■ **Lines of data**
***

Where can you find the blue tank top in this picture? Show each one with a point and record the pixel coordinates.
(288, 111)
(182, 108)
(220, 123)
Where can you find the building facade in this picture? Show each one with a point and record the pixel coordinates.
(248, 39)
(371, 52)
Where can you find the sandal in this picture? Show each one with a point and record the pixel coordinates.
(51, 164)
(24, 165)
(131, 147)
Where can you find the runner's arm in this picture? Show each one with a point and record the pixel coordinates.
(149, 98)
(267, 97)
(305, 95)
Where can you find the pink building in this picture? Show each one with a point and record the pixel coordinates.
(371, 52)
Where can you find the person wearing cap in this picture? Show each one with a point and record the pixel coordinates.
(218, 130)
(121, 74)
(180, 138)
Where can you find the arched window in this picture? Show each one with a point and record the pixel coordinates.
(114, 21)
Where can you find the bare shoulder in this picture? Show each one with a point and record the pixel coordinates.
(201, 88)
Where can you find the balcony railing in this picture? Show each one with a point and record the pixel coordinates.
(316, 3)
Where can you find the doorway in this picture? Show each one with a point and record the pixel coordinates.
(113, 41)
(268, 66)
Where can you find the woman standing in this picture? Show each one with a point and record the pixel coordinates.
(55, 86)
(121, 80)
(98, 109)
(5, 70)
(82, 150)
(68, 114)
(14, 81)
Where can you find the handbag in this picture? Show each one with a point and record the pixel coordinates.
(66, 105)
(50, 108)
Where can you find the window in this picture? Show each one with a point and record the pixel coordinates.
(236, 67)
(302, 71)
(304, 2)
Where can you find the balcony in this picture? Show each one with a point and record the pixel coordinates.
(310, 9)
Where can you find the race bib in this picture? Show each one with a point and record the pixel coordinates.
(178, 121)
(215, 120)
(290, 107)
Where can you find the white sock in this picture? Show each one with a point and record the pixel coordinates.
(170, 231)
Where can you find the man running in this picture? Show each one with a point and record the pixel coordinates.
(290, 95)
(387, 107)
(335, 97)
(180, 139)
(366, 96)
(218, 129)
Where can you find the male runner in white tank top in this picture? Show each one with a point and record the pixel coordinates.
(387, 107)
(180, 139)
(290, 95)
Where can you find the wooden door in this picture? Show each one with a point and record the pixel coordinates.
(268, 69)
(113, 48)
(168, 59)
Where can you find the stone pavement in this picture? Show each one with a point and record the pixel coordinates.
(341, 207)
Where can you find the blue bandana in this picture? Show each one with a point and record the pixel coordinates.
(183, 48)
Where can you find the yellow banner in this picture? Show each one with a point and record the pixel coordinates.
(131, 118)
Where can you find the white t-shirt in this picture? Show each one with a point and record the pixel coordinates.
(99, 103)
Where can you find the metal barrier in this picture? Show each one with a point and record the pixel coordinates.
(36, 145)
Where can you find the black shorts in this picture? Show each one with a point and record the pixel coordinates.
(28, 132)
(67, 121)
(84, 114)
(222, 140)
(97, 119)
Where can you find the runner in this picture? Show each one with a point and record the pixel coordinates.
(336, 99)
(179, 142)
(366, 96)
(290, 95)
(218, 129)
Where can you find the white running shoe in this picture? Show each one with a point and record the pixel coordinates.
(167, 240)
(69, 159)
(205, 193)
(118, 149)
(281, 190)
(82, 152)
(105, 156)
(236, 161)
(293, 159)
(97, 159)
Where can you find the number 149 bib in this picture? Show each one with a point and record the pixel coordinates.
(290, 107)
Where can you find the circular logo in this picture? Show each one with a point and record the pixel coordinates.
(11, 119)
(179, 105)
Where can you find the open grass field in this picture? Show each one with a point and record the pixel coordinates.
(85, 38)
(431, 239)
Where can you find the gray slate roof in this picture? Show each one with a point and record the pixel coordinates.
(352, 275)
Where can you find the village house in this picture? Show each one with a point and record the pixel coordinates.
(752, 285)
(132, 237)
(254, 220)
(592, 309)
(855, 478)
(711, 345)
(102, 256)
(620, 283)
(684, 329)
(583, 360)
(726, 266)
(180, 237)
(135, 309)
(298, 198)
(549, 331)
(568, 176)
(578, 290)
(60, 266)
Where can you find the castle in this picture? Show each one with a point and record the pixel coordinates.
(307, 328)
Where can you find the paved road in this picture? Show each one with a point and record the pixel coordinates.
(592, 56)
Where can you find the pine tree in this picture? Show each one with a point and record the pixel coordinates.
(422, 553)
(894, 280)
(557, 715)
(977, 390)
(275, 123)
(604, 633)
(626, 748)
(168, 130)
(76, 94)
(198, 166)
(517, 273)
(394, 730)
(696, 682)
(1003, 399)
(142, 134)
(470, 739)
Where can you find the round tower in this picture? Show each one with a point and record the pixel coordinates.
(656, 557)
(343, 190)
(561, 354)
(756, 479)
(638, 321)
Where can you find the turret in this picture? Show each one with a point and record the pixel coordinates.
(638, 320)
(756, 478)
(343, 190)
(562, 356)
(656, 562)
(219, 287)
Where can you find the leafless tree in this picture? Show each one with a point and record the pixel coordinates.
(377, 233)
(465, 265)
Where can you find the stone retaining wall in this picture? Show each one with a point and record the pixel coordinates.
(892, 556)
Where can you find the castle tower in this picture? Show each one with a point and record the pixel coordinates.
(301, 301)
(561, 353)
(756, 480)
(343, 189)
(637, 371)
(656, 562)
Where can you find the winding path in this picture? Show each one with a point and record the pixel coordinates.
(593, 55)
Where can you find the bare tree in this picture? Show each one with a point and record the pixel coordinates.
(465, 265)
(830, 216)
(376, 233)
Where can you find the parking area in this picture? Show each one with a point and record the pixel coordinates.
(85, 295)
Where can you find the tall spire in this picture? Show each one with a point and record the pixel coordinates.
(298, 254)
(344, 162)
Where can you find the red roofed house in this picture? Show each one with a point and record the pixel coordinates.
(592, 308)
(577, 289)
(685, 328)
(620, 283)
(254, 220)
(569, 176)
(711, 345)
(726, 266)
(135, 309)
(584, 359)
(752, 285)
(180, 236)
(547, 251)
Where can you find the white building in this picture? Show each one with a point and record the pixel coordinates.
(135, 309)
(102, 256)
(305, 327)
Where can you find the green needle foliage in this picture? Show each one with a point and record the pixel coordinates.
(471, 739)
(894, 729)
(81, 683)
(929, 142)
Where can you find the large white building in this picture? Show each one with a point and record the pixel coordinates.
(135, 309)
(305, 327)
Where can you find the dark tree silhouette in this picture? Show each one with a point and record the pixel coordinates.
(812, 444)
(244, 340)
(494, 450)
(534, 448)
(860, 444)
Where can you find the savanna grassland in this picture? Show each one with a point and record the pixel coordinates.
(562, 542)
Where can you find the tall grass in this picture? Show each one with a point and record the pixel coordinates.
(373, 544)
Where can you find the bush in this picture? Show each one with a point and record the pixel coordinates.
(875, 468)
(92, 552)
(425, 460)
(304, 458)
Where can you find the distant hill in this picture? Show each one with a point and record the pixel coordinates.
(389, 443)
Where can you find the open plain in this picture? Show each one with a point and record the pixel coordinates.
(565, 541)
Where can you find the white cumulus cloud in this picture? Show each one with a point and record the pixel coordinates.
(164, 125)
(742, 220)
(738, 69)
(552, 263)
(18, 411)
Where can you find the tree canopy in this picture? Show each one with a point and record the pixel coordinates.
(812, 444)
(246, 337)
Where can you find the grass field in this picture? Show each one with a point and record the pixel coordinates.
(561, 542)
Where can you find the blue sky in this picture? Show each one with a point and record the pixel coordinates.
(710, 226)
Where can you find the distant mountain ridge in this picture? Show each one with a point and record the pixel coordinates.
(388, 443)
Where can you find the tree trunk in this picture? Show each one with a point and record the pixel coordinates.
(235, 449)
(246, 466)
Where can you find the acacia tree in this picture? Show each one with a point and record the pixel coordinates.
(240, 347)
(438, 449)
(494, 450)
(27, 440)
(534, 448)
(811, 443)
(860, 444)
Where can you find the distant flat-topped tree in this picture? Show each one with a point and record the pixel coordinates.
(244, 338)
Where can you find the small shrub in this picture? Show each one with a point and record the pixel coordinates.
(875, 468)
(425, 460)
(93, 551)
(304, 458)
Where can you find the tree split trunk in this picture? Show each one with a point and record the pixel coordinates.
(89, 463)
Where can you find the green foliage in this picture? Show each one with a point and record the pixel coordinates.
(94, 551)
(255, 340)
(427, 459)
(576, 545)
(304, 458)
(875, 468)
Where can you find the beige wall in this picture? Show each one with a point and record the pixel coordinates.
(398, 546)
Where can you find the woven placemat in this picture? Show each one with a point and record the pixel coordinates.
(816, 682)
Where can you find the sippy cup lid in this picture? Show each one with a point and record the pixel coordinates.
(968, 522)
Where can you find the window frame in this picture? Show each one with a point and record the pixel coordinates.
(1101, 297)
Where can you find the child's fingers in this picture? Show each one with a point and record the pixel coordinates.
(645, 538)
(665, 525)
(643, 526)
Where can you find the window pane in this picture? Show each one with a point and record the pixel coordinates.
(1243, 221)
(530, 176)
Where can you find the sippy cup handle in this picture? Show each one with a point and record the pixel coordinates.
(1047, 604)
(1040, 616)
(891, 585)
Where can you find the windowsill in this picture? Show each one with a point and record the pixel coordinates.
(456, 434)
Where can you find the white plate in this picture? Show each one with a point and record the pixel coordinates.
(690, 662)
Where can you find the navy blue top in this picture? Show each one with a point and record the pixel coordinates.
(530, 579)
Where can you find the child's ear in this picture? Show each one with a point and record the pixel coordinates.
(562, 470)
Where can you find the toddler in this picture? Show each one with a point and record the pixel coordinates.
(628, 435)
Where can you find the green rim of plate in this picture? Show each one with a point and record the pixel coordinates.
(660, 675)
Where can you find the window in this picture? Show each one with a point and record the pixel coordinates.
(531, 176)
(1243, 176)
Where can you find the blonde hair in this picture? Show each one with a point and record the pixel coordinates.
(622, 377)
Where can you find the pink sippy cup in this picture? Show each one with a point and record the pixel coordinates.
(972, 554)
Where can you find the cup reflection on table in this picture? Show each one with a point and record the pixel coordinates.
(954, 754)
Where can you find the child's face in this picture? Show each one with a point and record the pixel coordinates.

***

■ **Directions for this task**
Reproduce everything from the line containing "Where can you find the window pane" down to the end of the material above, word for word.

■ **Solution to the problem**
Where can you find the window pane in this picture? Show each one with a point and record the pixel coordinates.
(1243, 221)
(530, 176)
Where can you find the sippy cup handle in this picture? Show each one with a point and record the pixel coordinates.
(1047, 604)
(1040, 616)
(891, 585)
Where can you find the windowsill in this picture? Show each one with a point and record the pixel coordinates.
(456, 434)
Where can you find the white plate in this picture? Show each one with a point and record the pixel coordinates.
(690, 662)
Where can you find the navy blue top in this picture? Show each one with a point and record the pixel coordinates.
(530, 579)
Where can you find the child's ear in this picture? Show each one with a point and record the pixel coordinates.
(562, 470)
Where can you find the toddler in this picture? Show each one with a point and record the pixel coordinates.
(628, 435)
Where can you find the green rim of plate in this picture? Show each one with a point and record the pixel coordinates.
(660, 675)
Where can you find the window in this picture? Show each one with a point and record the pixel coordinates.
(531, 176)
(1243, 176)
Where can you find the blonde hair in this picture? Show each one with a point and record the pixel coordinates.
(622, 377)
Where can you find the pink sippy cup in this picture? Show each one with a point and record the pixel coordinates.
(972, 554)
Where can you find the cup reflection on table in this picture? Show each one with a point and record the pixel coordinates.
(954, 754)
Where can you find the child's face in this picture? Show each one with a point and record the pixel coordinates.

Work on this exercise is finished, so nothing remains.